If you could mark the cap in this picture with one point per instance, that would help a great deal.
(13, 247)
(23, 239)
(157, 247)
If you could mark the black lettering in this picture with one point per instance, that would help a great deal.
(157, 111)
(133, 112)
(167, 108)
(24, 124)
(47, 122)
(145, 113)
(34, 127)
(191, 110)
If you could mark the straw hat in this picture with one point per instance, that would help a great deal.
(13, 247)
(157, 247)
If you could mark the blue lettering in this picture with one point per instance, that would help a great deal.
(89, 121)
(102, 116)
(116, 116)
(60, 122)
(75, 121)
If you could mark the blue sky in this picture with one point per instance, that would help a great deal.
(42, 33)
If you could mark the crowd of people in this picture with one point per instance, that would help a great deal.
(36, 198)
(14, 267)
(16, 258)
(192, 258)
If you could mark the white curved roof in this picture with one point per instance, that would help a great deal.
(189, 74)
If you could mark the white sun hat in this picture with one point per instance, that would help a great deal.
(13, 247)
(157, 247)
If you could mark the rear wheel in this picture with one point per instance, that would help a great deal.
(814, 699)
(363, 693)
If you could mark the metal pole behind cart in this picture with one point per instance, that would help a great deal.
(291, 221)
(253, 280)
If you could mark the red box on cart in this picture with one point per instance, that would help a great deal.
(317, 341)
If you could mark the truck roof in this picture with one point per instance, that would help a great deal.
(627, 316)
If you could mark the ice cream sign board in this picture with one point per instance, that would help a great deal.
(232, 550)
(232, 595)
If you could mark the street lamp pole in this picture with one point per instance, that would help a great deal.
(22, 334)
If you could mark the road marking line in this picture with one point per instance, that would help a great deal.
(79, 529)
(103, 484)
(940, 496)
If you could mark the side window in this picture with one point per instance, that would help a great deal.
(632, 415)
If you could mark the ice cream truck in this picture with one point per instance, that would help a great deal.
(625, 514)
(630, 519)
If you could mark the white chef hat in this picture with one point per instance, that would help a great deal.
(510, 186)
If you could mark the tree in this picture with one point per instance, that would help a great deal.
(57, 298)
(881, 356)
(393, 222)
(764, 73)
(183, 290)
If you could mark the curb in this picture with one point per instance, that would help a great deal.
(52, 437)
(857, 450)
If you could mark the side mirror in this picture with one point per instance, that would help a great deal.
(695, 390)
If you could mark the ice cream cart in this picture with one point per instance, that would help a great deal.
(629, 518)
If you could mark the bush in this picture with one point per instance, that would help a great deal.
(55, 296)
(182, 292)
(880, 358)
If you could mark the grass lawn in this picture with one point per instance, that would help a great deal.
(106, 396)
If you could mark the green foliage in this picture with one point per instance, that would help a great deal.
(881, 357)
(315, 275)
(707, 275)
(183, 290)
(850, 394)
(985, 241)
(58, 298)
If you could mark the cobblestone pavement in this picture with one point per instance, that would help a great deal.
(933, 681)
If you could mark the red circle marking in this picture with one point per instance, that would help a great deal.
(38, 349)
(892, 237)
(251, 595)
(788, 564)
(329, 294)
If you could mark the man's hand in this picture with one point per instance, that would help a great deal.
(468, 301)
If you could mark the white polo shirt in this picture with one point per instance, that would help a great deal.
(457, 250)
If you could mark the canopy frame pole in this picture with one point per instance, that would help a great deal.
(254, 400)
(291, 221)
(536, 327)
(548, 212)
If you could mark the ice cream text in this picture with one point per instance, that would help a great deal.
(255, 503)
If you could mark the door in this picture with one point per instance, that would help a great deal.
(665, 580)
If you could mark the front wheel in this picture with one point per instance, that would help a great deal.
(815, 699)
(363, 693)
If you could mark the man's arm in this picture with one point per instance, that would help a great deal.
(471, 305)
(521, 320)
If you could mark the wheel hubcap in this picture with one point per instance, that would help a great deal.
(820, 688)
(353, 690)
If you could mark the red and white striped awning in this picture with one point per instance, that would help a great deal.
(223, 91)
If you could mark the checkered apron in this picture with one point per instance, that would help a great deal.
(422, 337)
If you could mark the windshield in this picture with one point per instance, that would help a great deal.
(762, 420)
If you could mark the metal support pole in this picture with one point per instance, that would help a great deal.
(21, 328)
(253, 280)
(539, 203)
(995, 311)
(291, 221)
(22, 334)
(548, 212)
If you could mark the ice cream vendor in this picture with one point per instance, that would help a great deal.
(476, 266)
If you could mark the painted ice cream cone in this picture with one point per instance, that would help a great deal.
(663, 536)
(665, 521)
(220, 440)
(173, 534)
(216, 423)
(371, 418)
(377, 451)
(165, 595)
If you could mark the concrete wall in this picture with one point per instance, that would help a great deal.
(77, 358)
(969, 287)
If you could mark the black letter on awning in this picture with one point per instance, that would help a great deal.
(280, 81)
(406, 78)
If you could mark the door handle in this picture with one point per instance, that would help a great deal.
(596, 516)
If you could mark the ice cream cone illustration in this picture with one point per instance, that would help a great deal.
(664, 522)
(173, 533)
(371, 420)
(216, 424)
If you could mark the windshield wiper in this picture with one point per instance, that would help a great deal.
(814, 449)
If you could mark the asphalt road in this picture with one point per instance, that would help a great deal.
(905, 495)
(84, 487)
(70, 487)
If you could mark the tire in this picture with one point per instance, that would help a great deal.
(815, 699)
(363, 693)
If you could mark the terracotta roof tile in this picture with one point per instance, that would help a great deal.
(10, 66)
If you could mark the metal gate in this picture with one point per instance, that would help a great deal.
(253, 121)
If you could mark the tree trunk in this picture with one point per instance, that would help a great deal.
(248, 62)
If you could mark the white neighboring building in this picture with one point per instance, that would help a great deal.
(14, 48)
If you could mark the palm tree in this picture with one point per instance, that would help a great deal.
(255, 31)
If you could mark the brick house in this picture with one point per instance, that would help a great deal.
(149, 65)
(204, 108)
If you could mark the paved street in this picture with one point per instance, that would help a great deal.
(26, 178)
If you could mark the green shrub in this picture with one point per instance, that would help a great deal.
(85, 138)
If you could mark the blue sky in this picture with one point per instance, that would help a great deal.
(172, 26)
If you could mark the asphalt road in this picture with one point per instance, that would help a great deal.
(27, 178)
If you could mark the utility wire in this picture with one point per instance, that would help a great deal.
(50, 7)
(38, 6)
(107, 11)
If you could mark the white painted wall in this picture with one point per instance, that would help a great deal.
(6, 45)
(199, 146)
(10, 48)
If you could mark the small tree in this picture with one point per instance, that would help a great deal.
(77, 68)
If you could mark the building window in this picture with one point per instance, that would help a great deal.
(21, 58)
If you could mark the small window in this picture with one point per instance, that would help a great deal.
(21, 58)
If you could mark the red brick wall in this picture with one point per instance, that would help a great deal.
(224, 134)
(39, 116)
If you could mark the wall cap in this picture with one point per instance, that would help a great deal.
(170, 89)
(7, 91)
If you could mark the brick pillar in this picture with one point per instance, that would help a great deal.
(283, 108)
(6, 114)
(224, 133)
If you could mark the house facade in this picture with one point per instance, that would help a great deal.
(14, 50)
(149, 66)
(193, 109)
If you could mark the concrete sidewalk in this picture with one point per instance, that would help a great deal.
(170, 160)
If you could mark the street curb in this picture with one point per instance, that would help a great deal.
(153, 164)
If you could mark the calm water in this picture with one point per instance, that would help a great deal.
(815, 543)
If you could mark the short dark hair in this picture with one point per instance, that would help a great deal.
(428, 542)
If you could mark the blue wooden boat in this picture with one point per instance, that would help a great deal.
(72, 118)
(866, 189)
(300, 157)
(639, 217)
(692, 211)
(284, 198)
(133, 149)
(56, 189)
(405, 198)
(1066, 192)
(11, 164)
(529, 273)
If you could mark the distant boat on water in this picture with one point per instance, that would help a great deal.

——

_Problem statement_
Retype each line above with no alterations.

_Response below_
If you could mark the cap in this picture with one point per instance, that would help a great deal.
(13, 247)
(23, 239)
(157, 247)
If you could mark the black lettering in this picture with one point per instance, that would help a great deal.
(157, 111)
(133, 112)
(167, 108)
(24, 124)
(47, 122)
(145, 113)
(34, 127)
(191, 110)
If you could mark the straw hat in this picture with one point per instance, that would help a great deal.
(13, 247)
(157, 247)
If you could mark the blue lettering in this picture with one point per instance, that would help a great deal.
(89, 121)
(102, 116)
(116, 116)
(60, 122)
(75, 121)
If you could mark the blue sky in this picture with one point per instance, that would help a great deal.
(42, 33)
If you could mark the crowd of people in this picture with one point per instance, that would help a great deal.
(36, 198)
(14, 267)
(16, 258)
(192, 258)
If you could mark the white curved roof in this picture with one point per instance, that would help a great deal.
(189, 74)
If you could mark the white sun hat in this picture with one point per instance, that would help a great deal.
(13, 247)
(157, 247)
If you could mark the rear wheel in this picture with one point per instance, that would help a great deal.
(814, 699)
(363, 693)
If you could mark the metal pole behind cart in this picture with one point per instance, that would help a great deal.
(291, 221)
(253, 280)
If you could mark the red box on cart in this picture with one point per instance, that would help a great deal.
(317, 341)
If you could mark the truck roof in this picture with one point per instance, that would help a great deal.
(627, 316)
If you could mark the ice cream sign board in this picture with one point per instance, that would help a great deal.
(232, 550)
(232, 595)
If you could mark the street lamp pole in this picture with one point per instance, that would help a great deal.
(22, 334)
If you could mark the road marking line in this picture with one point per instance, that would help a great deal.
(79, 529)
(103, 484)
(940, 496)
If you could mark the side window in this picture with one point per instance, that would help a great deal.
(632, 415)
If you could mark the ice cream truck in this picture with one point per instance, that would help a great deal.
(625, 514)
(630, 519)
If you could mark the white chef hat in this picture with one point per instance, that would help a great deal.
(510, 186)
If you could mark the tree in this picture with one point per instance, that would help a great deal.
(57, 298)
(881, 356)
(393, 222)
(764, 73)
(183, 290)
If you could mark the curb in this picture with one point per instance, that would help a great deal.
(52, 437)
(857, 450)
If you could mark the side mirror in this picture with one point per instance, that would help a great deal.
(695, 390)
If you could mark the ice cream cart in this picture with one point per instance, that would help a great deal.
(629, 518)
If you could mark the bush in this picture with one point per instance, that would help a great deal.
(55, 296)
(182, 292)
(880, 358)
If you could mark the grass lawn in this picture with one point per instance, that would help a great deal.
(106, 396)
If you could mark the green foliage in this picture with one point per instance, that would help a great deal.
(881, 357)
(315, 275)
(707, 275)
(183, 290)
(850, 394)
(985, 241)
(58, 298)
If you could mark the cobblestone pavement in this picture with one point per instance, that would help a great deal.
(933, 681)
If you could mark the red circle marking in this picture with one point per instance, that would help a great deal.
(38, 349)
(892, 237)
(251, 595)
(788, 564)
(329, 294)
If you could mark the man's hand in this picture with one point per instance, that would help a great deal.
(468, 301)
If you could mark the white polo shirt in this picture with one point per instance, that would help a great deal.
(457, 250)
If you could mark the canopy frame pole in this picture with one point per instance, that would help a great deal.
(254, 400)
(291, 221)
(536, 327)
(548, 212)
If you could mark the ice cream text in this picture with one point per instance, that would help a great deal.
(255, 503)
If you could mark the door in this picture with one point per instance, that would help a great deal.
(665, 580)
If you could mark the front wheel in this picture with one point per instance, that would help a great deal.
(815, 699)
(363, 693)
If you could mark the man's arm in this picture with one point per instance, that would help a great deal.
(471, 305)
(521, 320)
If you could mark the wheel hubcap in this picture with one point per instance, that would help a great deal.
(820, 688)
(353, 690)
If you could mark the red and white striped awning in this picture with one point per instance, that would help a great deal.
(223, 91)
If you could mark the checkered apron in this picture with one point per instance, that would help a great deal.
(422, 337)
If you could mark the windshield in this picture with one point per instance, that would help a great deal.
(762, 420)
If you could mark the metal support pole in this picture with one point per instance, that would help a great deal.
(21, 328)
(253, 280)
(539, 203)
(995, 311)
(291, 221)
(22, 334)
(548, 212)
If you could mark the ice cream vendor in this picture with one point per instance, that would help a great deal.
(476, 266)
If you could mark the painted ice cream cone in this picture with one point per instance, that would help a great deal.
(663, 536)
(665, 521)
(220, 440)
(173, 534)
(216, 423)
(371, 418)
(377, 451)
(165, 595)
If you could mark the concrete wall in this picture with one point per instance, that would help a great deal.
(77, 358)
(969, 287)
If you could mark the black letter on awning in this picture with one point per instance, that would help a great deal.
(280, 81)
(406, 78)
If you could mark the door handle in this picture with one point per instance, that would help a great deal.
(596, 516)
If you could mark the ice cream cone illustration in this picture with one point per instance, that would help a great deal.
(664, 522)
(173, 533)
(371, 420)
(216, 424)
If you could mark the windshield wiper in this picture with one point per instance, that would help a great deal.
(814, 449)
If you could mark the asphalt road in this picture with one point per instance, that would help a great deal.
(905, 495)
(84, 487)
(70, 487)
If you could mark the tire in this picture with one point per instance, that would help a great deal.
(815, 699)
(363, 693)
If you could mark the terracotta roof tile in this picture with one point per instance, that would help a great deal.
(10, 66)
If you could mark the metal gate in this picture with one point per instance, that would help a great deal.
(253, 121)
If you could mark the tree trunk in this picture with one point per instance, that would help a great deal.
(248, 62)
If you could mark the white neighboring building in this picture with one point per instance, that would help a great deal.
(14, 48)
If you could mark the palm tree in this picture with one point per instance, that would help a great deal.
(255, 31)
If you could mark the brick house in this picture with one point per instance, that would help a great deal.
(149, 65)
(204, 108)
If you could mark the paved street in this picture with one point per instance, that would help a great deal.
(26, 178)
If you could mark the green shrub in this picture with one point per instance, that would help a great deal.
(85, 138)
If you could mark the blue sky in this picture with one point per instance, that would help a great deal.
(172, 26)
If you could mark the asphalt road in this picture with one point per instance, that would help a great deal.
(27, 178)
If you could mark the utility wire in this picture with one point per instance, that would help a great deal.
(50, 7)
(38, 6)
(107, 11)
If you could mark the white painted wall in this picture with one point per instance, that would help a great deal.
(6, 45)
(199, 146)
(10, 48)
If you could mark the small tree in this picture with one point per instance, that would help a great deal.
(77, 68)
If you could mark the building window in this picture with one point per instance, that would help a great deal.
(21, 58)
If you could mark the small window in this picture with one point per instance, that would help a great deal.
(21, 58)
If you could mark the red brick wall in this picture with one point per instance, that would help a great deal.
(224, 134)
(39, 116)
If you could mark the wall cap in this picture with one point per instance, that would help a great deal.
(170, 89)
(7, 91)
If you could mark the brick pillar in this picture with one point per instance, that would help a great deal.
(283, 108)
(6, 114)
(224, 133)
If you could mark the house facade in this picture with one point per instance, that would help a great deal.
(14, 50)
(149, 66)
(193, 109)
If you could mark the concrete sidewalk in this picture with one point per instance, that would help a great deal.
(170, 160)
If you could mark the street curb in this picture with one point per instance, that would help a great deal.
(153, 164)
If you could mark the calm water in this picture with one point per instance, that would help a great deal.
(815, 543)
If you could mark the short dark hair in this picture with one point per instance, that would help a great deal.
(428, 542)
If you could mark the blue wooden boat in this picture with one point per instance, that would help a great deal.
(72, 118)
(866, 189)
(300, 157)
(639, 217)
(692, 211)
(284, 198)
(133, 149)
(56, 189)
(405, 198)
(1066, 192)
(11, 164)
(529, 273)
If you could mark the distant boat on water in this picture with one point per instance, that would help a great deal.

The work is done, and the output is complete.